*EXCERPT:*
It wasn't real science like astronomy, physics or chemistry that has destroyed "our" foundations of moral values - it is the "scientists" who are act like the "priests" of naturalism and teach and preach untruths. Do you realize that college and highschool students today are routinely being taught that at one time there was nothing and it became something? That has never even been demonstrated as possible. But that doesn't matter; the important thing to "Academia" is that there is an explanation of how everything came to be without the existence of a moral lawgiver.

The fact is that I have personally witnessed that people believe in ASBE and AFN (All Species By Evolution, All From Nothing) even though they don't have any proof of it or even understand the technical aspect. For many people, ASBE and AFN is nothing more then a faith or a religion!

And remember, it doesn't matter whether a belief is true or not - if the believer merely takes it on faith and believes it without actually knowing, then it is a faith and a belief - not science to that person! And incidentally, regardless of whether the professors have the actual evidence, for the masses, ASBE and AFN is just a faith by which they order their lives. That's why so many people do things that they know are harmful to others. They think that all came from nothing, and that there is no God, and no moral law giver and no universal right and wrong.

*PROVIDED MATERIAL:*
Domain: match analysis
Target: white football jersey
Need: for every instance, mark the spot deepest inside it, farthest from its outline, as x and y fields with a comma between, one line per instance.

*TASKS TO CARRY OUT:*
- a) Echo the excerpt's words from "And remember, it" to "right and wrong.".
- b) For each statement, say yes or no according to the excerpt and quote the words that decide it: (i) The excerpt says it has been demonstrated that nothing can become something. (ii) ASBE stands for All Species By Evolution. (iii) The excerpt says college and high school students are routinely taught that there was once nothing and it became something.

*RESULTS BY TASK:*
- a)
And remember, it doesn't matter whether a belief is true or not - if the believer merely takes it on faith and believes it without actually knowing, then it is a faith and a belief - not science to that person! And incidentally, regardless of whether the professors have the actual evidence, for the masses, ASBE and AFN is just a faith by which they order their lives. That's why so many people do things that they know are harmful to others. They think that all came from nothing, and that there is no God, and no moral law giver and no universal right and wrong.

- b)
(i) No: "That has never even been demonstrated as possible."
(ii) Yes: "ASBE and AFN (All Species By Evolution, All From Nothing)"
(iii) Yes: "college and highschool students today are routinely being taught that at one time there was nothing and it became something"